[Referring expression data]
────────────────

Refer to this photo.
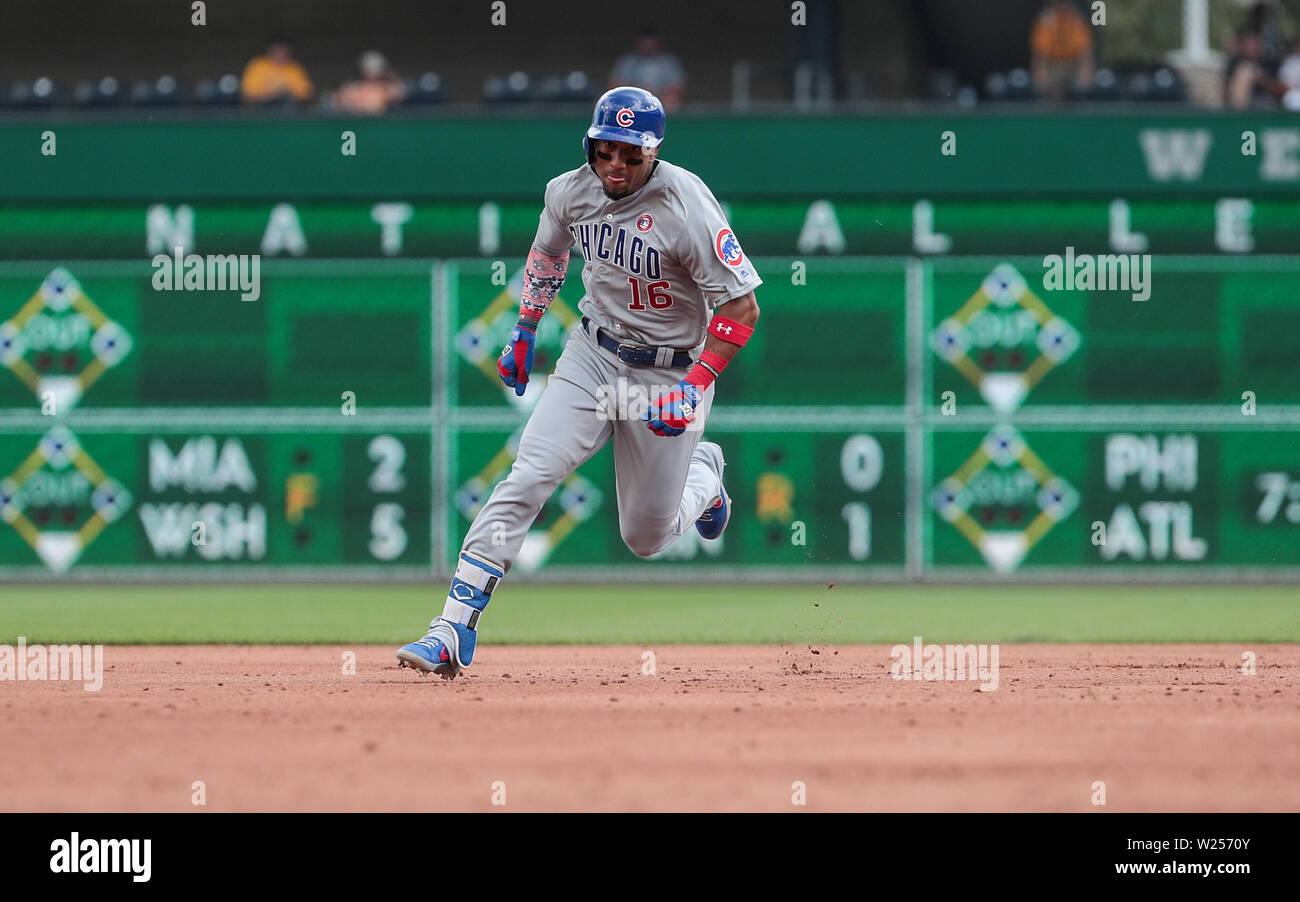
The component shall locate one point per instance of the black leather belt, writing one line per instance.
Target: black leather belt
(635, 355)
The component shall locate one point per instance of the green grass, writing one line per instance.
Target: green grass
(642, 614)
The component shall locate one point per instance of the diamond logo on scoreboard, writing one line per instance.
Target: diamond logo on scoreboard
(60, 343)
(59, 499)
(1004, 499)
(481, 339)
(1004, 339)
(576, 501)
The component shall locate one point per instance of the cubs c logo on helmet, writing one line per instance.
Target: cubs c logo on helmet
(727, 247)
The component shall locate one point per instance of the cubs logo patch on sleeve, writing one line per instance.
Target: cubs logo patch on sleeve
(727, 247)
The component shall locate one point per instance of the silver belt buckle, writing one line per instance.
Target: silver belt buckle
(629, 348)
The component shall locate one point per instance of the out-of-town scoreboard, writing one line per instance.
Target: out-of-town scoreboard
(892, 417)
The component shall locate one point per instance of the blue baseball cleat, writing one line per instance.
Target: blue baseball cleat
(713, 521)
(447, 649)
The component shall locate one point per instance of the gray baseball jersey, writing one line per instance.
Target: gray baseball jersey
(657, 263)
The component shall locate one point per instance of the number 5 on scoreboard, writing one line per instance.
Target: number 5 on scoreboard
(388, 537)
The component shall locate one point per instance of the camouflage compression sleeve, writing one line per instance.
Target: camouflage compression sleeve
(544, 274)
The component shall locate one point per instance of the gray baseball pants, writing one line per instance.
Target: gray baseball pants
(590, 398)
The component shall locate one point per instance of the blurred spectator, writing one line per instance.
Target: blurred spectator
(377, 89)
(1061, 43)
(276, 77)
(1288, 76)
(1247, 83)
(1272, 46)
(650, 68)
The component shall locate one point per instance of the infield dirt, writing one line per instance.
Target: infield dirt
(715, 728)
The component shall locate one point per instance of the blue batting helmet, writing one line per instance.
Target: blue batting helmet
(628, 115)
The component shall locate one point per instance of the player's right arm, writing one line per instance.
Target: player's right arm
(544, 274)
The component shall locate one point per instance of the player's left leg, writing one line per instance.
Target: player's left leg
(664, 484)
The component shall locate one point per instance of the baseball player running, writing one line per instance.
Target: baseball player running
(670, 300)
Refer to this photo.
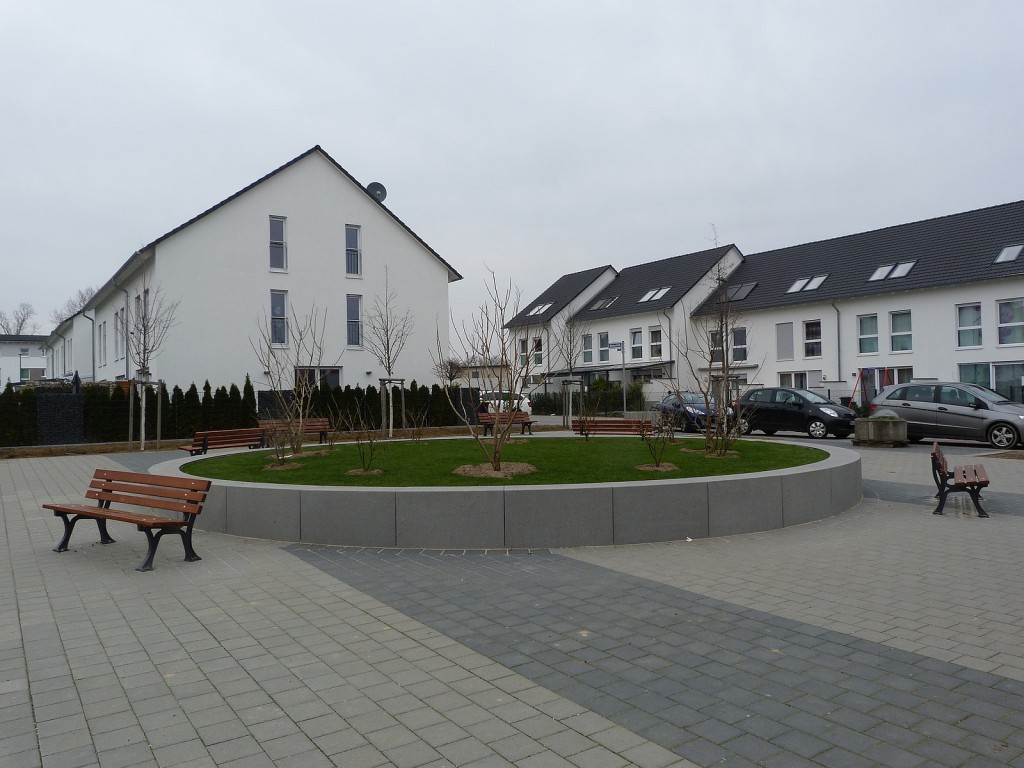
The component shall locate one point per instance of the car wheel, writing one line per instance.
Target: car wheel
(1001, 435)
(817, 429)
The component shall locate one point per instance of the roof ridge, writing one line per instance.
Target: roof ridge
(891, 226)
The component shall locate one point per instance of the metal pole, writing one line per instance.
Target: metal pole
(623, 349)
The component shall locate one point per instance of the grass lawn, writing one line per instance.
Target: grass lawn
(557, 461)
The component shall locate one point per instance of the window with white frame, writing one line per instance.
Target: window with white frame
(900, 336)
(783, 341)
(715, 346)
(738, 344)
(353, 318)
(325, 378)
(812, 338)
(353, 251)
(1011, 321)
(867, 334)
(976, 373)
(969, 326)
(794, 380)
(654, 337)
(279, 317)
(279, 250)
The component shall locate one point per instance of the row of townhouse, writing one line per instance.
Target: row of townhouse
(937, 299)
(305, 238)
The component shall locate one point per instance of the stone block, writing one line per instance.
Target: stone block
(348, 517)
(451, 518)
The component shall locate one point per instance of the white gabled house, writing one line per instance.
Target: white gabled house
(306, 236)
(938, 299)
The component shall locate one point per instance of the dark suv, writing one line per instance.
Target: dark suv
(774, 409)
(952, 410)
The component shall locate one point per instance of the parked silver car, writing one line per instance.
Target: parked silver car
(952, 410)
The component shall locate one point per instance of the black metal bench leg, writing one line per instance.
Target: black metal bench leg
(104, 538)
(976, 498)
(154, 542)
(190, 555)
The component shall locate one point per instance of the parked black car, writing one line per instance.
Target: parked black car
(777, 409)
(686, 411)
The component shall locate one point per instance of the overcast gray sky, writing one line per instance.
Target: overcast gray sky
(535, 138)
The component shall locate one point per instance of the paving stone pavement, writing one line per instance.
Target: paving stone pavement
(883, 637)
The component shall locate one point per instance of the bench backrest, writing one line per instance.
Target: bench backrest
(317, 424)
(183, 495)
(213, 436)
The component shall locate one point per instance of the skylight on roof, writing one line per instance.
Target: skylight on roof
(654, 294)
(1010, 253)
(807, 284)
(738, 293)
(892, 270)
(902, 268)
(603, 303)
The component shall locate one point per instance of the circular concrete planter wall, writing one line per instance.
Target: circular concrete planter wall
(534, 516)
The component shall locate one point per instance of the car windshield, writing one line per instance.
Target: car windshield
(817, 399)
(696, 399)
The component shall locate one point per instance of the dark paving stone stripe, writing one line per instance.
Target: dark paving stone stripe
(714, 682)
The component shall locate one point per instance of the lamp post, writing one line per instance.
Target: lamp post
(621, 346)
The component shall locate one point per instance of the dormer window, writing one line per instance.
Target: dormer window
(892, 270)
(807, 284)
(654, 294)
(1010, 253)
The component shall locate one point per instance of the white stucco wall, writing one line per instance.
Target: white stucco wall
(218, 269)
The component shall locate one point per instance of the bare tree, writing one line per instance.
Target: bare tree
(291, 351)
(566, 337)
(448, 370)
(386, 331)
(73, 305)
(148, 323)
(19, 322)
(486, 337)
(705, 349)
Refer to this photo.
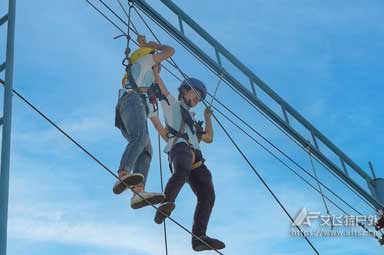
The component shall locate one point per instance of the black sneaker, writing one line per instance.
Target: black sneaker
(214, 244)
(166, 209)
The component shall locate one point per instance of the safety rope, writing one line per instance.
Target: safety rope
(318, 183)
(234, 143)
(169, 217)
(240, 95)
(62, 131)
(219, 75)
(266, 116)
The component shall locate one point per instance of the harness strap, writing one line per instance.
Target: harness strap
(197, 164)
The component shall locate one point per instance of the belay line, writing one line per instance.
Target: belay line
(103, 165)
(248, 125)
(264, 115)
(236, 146)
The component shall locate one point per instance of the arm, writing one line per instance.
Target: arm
(159, 81)
(165, 50)
(159, 127)
(165, 53)
(208, 136)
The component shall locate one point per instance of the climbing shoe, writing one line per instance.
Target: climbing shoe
(142, 199)
(164, 211)
(211, 244)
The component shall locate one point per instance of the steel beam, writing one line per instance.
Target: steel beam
(7, 118)
(3, 19)
(216, 67)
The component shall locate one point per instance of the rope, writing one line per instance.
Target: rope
(175, 76)
(169, 217)
(183, 74)
(104, 166)
(235, 144)
(318, 183)
(264, 115)
(128, 16)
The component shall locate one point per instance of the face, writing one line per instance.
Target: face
(191, 98)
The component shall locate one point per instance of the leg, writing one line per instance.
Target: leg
(181, 158)
(143, 161)
(133, 123)
(133, 116)
(201, 183)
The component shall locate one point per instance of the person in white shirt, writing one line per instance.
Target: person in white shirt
(132, 110)
(183, 135)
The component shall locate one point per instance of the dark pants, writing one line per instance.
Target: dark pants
(200, 180)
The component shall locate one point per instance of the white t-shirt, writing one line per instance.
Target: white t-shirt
(173, 118)
(142, 73)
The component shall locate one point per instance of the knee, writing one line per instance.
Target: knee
(207, 197)
(141, 138)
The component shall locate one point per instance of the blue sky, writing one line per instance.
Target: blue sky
(323, 57)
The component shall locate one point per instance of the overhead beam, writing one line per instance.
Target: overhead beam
(7, 118)
(250, 95)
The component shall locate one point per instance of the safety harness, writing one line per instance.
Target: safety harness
(177, 134)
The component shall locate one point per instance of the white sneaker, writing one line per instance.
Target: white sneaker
(145, 199)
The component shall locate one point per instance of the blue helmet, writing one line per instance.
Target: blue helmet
(196, 84)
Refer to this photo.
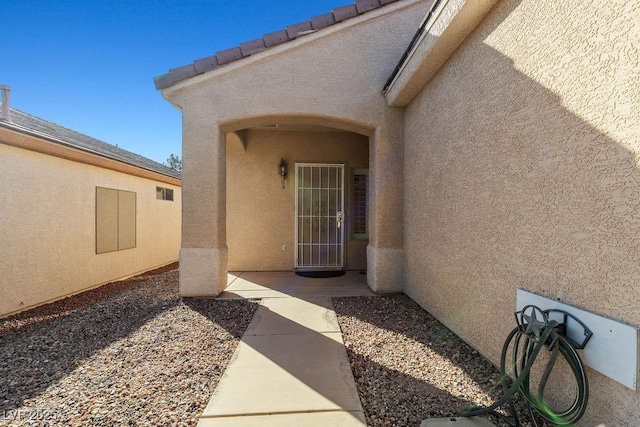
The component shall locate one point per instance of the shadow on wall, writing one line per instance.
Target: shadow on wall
(513, 184)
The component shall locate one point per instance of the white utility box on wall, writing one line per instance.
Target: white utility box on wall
(613, 348)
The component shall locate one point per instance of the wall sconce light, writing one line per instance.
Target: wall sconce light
(283, 169)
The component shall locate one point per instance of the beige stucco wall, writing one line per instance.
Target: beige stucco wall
(261, 214)
(48, 222)
(332, 78)
(522, 169)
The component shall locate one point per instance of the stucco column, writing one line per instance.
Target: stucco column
(203, 256)
(385, 253)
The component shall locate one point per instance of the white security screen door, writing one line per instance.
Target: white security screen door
(319, 216)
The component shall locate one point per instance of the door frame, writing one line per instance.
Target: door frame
(340, 264)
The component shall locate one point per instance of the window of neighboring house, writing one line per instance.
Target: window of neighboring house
(115, 220)
(164, 193)
(360, 228)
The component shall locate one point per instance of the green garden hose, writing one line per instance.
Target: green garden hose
(531, 335)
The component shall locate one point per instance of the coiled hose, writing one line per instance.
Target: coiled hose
(532, 335)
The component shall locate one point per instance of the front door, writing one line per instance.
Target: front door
(319, 216)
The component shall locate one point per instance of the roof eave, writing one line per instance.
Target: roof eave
(168, 178)
(292, 36)
(447, 25)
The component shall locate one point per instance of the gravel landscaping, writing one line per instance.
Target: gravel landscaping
(129, 353)
(408, 366)
(134, 353)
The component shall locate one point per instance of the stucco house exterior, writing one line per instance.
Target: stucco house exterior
(77, 212)
(498, 141)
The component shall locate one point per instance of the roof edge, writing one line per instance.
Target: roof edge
(268, 41)
(445, 27)
(33, 141)
(24, 130)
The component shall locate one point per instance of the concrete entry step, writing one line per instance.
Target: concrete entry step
(317, 419)
(286, 284)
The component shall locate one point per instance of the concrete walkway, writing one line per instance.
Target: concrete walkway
(291, 367)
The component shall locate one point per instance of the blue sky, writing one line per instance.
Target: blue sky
(89, 64)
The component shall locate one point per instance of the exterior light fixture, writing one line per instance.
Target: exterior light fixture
(283, 170)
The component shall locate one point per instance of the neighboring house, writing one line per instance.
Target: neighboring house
(77, 212)
(499, 151)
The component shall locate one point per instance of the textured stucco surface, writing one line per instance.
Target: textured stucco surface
(48, 223)
(331, 78)
(261, 214)
(522, 169)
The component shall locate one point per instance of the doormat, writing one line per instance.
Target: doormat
(321, 274)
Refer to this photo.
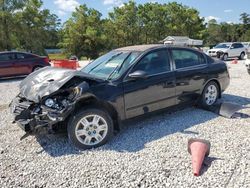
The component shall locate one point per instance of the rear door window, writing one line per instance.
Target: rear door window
(24, 56)
(7, 57)
(186, 58)
(154, 62)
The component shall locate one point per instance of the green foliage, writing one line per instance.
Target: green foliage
(57, 56)
(228, 32)
(24, 26)
(82, 33)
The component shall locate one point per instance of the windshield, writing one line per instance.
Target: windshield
(111, 65)
(223, 45)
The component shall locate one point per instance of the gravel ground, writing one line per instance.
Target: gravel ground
(151, 152)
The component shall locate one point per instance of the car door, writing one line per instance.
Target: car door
(155, 92)
(233, 52)
(190, 72)
(23, 63)
(7, 61)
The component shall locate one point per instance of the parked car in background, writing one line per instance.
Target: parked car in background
(228, 50)
(247, 45)
(122, 84)
(19, 63)
(247, 62)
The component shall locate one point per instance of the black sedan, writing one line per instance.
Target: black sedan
(124, 83)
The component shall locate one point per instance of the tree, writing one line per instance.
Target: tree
(82, 33)
(8, 8)
(25, 26)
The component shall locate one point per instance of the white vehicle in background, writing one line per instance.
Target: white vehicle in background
(228, 50)
(247, 45)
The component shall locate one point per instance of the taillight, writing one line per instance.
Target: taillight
(46, 59)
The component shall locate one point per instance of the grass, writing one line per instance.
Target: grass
(57, 56)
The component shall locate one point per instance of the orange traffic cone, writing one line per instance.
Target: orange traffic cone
(234, 61)
(198, 148)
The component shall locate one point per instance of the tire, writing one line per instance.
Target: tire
(36, 68)
(210, 87)
(86, 123)
(225, 57)
(242, 55)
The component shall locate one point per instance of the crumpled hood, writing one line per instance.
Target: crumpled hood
(46, 81)
(218, 49)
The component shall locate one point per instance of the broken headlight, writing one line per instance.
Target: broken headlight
(49, 102)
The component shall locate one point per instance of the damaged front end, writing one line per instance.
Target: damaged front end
(38, 114)
(37, 118)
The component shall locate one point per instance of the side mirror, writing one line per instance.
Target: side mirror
(138, 75)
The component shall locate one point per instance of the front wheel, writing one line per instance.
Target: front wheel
(242, 55)
(210, 94)
(90, 128)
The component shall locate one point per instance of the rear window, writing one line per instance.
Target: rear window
(24, 56)
(7, 57)
(187, 58)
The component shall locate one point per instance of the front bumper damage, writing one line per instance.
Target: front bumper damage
(37, 118)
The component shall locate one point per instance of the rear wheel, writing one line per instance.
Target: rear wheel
(90, 128)
(225, 57)
(210, 94)
(242, 55)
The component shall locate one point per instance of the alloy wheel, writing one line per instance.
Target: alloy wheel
(91, 130)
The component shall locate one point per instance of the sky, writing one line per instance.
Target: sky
(221, 10)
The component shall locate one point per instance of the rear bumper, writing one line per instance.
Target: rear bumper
(224, 82)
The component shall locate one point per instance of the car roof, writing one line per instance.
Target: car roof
(145, 47)
(140, 48)
(11, 52)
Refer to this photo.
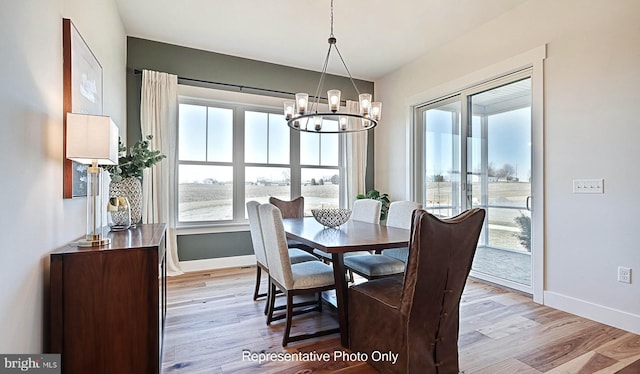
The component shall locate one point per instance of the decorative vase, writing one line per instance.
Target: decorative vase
(131, 188)
(118, 213)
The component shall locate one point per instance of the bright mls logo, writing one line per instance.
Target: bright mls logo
(31, 363)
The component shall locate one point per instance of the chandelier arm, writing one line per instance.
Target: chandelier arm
(322, 75)
(348, 72)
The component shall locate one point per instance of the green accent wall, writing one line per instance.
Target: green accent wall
(215, 70)
(205, 246)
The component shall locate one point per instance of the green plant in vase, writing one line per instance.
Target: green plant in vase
(140, 157)
(125, 177)
(383, 198)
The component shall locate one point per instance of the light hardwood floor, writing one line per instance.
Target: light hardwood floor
(212, 320)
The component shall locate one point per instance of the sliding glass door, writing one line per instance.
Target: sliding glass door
(483, 134)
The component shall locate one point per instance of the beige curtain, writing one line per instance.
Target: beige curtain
(158, 117)
(353, 155)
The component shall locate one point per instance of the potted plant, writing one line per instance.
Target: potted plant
(125, 177)
(383, 198)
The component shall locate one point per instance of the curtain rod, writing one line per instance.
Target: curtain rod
(238, 86)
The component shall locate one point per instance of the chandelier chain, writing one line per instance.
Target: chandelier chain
(331, 19)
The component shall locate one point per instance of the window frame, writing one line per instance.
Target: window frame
(240, 103)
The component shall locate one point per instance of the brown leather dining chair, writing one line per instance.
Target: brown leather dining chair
(417, 314)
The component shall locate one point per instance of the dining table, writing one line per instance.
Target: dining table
(348, 237)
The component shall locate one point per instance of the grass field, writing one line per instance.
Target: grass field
(206, 202)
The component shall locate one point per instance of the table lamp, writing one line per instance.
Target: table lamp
(92, 140)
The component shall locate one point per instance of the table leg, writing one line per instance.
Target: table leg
(341, 297)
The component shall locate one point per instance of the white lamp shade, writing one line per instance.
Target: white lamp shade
(91, 138)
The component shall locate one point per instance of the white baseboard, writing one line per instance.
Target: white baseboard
(609, 316)
(217, 263)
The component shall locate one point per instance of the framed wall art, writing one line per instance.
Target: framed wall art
(82, 82)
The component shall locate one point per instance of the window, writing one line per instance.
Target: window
(320, 174)
(230, 153)
(476, 148)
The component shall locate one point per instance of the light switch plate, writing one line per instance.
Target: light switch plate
(588, 186)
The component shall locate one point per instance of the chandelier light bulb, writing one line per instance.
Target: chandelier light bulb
(343, 123)
(302, 99)
(318, 122)
(289, 109)
(334, 100)
(376, 110)
(365, 104)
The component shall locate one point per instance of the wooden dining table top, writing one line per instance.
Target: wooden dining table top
(350, 236)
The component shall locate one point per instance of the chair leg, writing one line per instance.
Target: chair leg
(266, 304)
(271, 301)
(287, 329)
(258, 277)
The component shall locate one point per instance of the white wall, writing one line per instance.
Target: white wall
(591, 96)
(34, 218)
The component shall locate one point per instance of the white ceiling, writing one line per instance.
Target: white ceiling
(375, 37)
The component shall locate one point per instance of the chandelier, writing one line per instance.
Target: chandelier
(304, 115)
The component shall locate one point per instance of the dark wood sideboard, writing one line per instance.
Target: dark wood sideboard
(108, 304)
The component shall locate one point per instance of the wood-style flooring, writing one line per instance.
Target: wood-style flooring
(212, 320)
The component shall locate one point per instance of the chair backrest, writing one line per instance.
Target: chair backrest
(289, 209)
(256, 232)
(400, 213)
(439, 262)
(275, 244)
(366, 210)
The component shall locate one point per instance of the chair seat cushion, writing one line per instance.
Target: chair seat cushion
(311, 274)
(387, 290)
(297, 244)
(327, 256)
(374, 265)
(297, 256)
(398, 253)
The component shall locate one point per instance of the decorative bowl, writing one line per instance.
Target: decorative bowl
(331, 217)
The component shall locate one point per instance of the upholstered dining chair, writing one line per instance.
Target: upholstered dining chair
(372, 266)
(257, 241)
(311, 277)
(417, 315)
(364, 210)
(291, 209)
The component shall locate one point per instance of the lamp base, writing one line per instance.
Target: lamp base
(94, 243)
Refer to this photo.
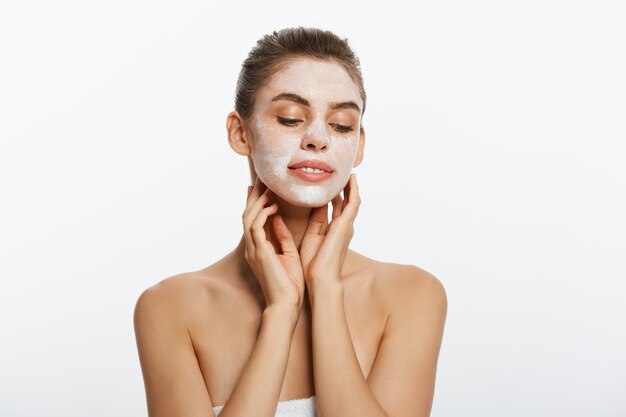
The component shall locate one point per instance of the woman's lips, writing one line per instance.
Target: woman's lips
(310, 176)
(311, 170)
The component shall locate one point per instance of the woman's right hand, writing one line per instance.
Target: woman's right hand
(280, 275)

────────────────

Give back exactly the lines from the line with "Target: upholstered dining chair" through the end of the records, both included; keep all pictures out.

Target: upholstered dining chair
(372, 266)
(257, 241)
(311, 277)
(417, 315)
(364, 210)
(291, 209)
The component shall locate one point per instance of the lamp base, writing one line per instance.
Target: lamp base
(94, 243)
Refer to this photo.
The component shall locate one point per instance of the woman's lips, writing one line per instance.
Target: woman's lips
(310, 176)
(311, 170)
The component shall locate one point per instance of the woman's right hand, writing one line per instance.
Target: woman's right hand
(280, 275)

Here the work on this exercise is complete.